### Objective
Find every line in the rows below that contains the string "illuminated", matching case exactly, and copy each of those lines.

── Provided records

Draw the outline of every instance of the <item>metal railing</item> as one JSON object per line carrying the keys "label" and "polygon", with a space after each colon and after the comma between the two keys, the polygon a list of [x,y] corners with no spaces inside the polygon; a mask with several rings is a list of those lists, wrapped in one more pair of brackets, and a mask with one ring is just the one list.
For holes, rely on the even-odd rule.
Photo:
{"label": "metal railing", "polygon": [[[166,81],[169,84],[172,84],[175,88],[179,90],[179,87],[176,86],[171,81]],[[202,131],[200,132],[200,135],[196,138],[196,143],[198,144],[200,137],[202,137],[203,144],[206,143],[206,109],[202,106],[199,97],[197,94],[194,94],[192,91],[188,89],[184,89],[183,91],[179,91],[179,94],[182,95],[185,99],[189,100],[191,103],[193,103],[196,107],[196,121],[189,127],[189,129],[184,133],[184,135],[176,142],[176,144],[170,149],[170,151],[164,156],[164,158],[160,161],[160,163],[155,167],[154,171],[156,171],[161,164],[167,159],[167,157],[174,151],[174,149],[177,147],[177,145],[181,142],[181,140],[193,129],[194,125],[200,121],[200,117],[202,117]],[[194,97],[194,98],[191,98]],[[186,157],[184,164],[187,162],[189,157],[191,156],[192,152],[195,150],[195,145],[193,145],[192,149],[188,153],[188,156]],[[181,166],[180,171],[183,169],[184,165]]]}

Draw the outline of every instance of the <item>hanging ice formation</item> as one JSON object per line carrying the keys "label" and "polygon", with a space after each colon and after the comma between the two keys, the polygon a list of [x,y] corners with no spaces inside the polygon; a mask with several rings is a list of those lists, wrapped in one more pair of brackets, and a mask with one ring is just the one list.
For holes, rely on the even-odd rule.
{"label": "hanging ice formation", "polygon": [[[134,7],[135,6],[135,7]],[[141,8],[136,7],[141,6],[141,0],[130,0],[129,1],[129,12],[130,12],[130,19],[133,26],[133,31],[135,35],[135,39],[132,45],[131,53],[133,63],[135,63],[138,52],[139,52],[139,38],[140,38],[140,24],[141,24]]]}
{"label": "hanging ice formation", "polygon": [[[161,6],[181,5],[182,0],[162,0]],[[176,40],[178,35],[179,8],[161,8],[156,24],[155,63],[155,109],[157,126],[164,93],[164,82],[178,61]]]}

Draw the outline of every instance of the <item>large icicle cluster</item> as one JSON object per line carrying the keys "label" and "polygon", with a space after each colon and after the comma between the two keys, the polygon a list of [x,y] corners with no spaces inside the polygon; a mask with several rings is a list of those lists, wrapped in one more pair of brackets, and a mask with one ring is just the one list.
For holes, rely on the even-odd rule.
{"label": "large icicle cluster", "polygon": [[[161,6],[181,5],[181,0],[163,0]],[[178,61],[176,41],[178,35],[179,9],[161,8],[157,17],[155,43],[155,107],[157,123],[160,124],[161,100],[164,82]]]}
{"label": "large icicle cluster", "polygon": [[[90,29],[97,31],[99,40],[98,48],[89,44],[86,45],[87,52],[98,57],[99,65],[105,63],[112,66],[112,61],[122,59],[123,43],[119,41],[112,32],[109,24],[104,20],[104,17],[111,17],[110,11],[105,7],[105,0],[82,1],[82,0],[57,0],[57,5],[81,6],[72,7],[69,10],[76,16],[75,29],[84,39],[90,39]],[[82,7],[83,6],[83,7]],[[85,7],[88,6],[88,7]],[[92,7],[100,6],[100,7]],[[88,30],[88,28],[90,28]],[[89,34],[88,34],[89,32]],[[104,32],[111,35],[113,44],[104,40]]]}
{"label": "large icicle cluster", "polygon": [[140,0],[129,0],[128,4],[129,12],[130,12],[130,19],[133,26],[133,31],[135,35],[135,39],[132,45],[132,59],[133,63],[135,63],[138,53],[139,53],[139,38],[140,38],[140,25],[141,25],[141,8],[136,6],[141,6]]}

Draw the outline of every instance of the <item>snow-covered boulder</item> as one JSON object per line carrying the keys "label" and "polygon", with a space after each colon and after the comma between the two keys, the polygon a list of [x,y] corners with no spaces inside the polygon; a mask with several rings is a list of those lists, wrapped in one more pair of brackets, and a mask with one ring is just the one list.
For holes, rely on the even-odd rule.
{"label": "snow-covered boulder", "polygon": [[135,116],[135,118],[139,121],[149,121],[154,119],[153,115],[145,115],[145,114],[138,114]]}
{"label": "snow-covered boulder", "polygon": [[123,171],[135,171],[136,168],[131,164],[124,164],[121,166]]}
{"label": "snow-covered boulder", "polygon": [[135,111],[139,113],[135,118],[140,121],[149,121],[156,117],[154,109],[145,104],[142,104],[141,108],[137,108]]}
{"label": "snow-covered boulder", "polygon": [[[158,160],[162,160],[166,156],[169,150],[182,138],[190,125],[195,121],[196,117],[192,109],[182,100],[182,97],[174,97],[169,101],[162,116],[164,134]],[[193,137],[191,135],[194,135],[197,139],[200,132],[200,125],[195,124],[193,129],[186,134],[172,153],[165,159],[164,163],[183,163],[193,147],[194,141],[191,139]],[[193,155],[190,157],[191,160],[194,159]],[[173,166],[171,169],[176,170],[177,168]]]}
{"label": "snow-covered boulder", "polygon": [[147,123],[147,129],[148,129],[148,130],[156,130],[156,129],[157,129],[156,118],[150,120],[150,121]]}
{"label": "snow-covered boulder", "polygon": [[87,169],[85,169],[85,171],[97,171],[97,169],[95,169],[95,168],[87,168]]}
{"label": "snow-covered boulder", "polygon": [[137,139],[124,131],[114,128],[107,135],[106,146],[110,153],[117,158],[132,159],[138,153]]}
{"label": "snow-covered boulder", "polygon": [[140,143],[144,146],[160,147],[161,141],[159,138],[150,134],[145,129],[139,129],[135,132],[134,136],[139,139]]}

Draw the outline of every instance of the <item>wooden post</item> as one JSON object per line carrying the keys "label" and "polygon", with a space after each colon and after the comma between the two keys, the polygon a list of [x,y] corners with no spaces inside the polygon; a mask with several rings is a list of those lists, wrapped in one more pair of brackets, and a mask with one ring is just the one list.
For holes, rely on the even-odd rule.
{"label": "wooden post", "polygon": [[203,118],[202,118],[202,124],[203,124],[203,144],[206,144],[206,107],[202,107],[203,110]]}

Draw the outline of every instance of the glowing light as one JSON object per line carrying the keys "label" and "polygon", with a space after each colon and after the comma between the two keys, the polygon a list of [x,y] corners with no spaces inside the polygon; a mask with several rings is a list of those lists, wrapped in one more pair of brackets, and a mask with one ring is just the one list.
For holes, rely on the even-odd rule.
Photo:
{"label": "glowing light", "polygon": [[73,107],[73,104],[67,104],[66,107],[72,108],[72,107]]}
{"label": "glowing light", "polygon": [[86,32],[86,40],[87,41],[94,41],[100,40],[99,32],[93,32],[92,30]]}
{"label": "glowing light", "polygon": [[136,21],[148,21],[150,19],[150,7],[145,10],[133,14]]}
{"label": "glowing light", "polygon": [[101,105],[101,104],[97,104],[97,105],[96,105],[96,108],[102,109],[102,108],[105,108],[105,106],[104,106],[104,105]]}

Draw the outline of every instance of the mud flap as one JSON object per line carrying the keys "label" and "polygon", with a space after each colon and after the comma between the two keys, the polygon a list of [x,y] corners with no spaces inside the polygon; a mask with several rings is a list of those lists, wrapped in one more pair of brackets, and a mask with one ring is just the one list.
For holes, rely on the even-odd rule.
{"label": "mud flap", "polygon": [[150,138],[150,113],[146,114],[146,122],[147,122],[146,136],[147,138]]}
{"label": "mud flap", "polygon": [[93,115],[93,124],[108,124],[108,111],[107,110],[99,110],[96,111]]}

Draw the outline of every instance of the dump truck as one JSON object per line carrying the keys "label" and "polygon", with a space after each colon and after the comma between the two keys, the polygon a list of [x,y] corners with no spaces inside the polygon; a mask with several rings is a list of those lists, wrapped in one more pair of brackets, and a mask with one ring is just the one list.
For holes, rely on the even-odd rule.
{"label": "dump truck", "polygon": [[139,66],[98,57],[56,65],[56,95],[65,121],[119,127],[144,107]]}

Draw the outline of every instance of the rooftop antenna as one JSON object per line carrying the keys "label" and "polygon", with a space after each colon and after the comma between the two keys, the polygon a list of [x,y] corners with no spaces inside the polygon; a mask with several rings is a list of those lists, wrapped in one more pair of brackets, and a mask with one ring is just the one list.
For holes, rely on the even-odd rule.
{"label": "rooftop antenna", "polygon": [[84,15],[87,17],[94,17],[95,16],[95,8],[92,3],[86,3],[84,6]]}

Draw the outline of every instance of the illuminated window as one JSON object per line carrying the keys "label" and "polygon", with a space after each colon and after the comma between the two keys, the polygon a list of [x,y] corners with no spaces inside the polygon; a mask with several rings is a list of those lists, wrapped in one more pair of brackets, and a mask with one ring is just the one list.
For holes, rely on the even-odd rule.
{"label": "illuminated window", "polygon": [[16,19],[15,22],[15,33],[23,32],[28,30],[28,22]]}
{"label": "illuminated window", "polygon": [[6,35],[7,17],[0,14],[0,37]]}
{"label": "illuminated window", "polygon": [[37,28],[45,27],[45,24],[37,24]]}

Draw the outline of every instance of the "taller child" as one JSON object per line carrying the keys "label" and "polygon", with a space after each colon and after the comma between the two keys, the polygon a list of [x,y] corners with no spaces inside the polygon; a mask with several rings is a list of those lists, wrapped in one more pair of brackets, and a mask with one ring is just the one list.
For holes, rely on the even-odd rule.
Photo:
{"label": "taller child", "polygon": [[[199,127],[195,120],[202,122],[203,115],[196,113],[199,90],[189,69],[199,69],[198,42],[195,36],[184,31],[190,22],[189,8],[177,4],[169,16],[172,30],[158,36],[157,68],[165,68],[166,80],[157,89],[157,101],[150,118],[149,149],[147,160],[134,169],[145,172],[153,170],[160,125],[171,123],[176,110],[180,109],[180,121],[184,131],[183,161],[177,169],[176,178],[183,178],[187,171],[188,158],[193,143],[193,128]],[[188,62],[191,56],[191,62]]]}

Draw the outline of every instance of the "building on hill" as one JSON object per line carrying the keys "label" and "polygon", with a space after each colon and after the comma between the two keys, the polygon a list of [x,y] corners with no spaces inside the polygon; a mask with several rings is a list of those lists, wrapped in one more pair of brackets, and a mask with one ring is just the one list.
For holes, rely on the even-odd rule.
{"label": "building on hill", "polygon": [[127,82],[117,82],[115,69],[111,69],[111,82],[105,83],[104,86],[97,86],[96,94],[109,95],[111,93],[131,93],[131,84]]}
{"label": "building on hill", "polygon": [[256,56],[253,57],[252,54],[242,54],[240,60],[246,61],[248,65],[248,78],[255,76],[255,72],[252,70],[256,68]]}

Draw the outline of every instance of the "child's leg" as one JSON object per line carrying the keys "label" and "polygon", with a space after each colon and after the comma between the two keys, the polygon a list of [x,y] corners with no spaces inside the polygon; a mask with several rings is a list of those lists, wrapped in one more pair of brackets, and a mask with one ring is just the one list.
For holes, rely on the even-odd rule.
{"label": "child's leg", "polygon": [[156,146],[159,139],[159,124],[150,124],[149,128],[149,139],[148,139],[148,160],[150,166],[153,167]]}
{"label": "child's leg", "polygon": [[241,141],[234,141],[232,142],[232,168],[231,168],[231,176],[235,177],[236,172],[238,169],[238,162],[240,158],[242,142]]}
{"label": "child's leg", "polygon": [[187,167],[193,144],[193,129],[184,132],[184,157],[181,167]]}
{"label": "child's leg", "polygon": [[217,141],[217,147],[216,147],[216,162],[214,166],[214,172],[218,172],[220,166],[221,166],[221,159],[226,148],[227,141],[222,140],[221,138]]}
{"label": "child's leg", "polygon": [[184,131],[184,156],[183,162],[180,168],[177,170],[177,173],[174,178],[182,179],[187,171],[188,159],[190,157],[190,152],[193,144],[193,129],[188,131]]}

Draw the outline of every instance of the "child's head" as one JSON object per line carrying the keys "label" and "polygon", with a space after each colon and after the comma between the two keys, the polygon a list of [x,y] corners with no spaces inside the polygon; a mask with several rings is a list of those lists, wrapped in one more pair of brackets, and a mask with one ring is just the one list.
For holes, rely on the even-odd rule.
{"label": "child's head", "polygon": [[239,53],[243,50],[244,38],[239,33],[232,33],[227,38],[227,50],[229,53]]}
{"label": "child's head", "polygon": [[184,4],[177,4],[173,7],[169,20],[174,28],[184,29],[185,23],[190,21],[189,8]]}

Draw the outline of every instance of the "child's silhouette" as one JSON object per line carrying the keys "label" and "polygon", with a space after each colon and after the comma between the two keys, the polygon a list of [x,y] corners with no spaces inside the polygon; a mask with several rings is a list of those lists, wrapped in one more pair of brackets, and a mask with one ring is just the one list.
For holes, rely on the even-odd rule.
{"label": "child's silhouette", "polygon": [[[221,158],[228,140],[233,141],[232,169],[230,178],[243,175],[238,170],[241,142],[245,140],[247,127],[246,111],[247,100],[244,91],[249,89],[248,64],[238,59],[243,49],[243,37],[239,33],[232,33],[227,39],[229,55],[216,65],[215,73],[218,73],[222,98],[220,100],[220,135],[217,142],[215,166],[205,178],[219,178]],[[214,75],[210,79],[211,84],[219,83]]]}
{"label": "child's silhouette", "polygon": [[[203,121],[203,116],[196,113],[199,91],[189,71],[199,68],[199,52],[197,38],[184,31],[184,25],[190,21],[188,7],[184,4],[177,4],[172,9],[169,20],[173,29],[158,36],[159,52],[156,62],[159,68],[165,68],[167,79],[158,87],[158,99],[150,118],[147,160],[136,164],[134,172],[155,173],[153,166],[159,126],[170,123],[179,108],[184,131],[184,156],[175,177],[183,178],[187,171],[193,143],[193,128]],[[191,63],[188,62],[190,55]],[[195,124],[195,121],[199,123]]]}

────

### Complete answer
Draw the outline of every instance of the illuminated window as one JSON object per line carrying the keys "label" and "polygon", with a space after each colon and after the comma between the two keys, the polygon a list of [x,y] corners with no spaces inside the polygon; a mask with several rings is a list of those lists, wrapped in one more pair of brackets, and a mask with one ring is just the one list.
{"label": "illuminated window", "polygon": [[16,19],[15,22],[15,33],[23,32],[28,30],[28,22]]}
{"label": "illuminated window", "polygon": [[6,35],[7,17],[0,14],[0,37]]}
{"label": "illuminated window", "polygon": [[37,28],[45,27],[45,24],[37,24]]}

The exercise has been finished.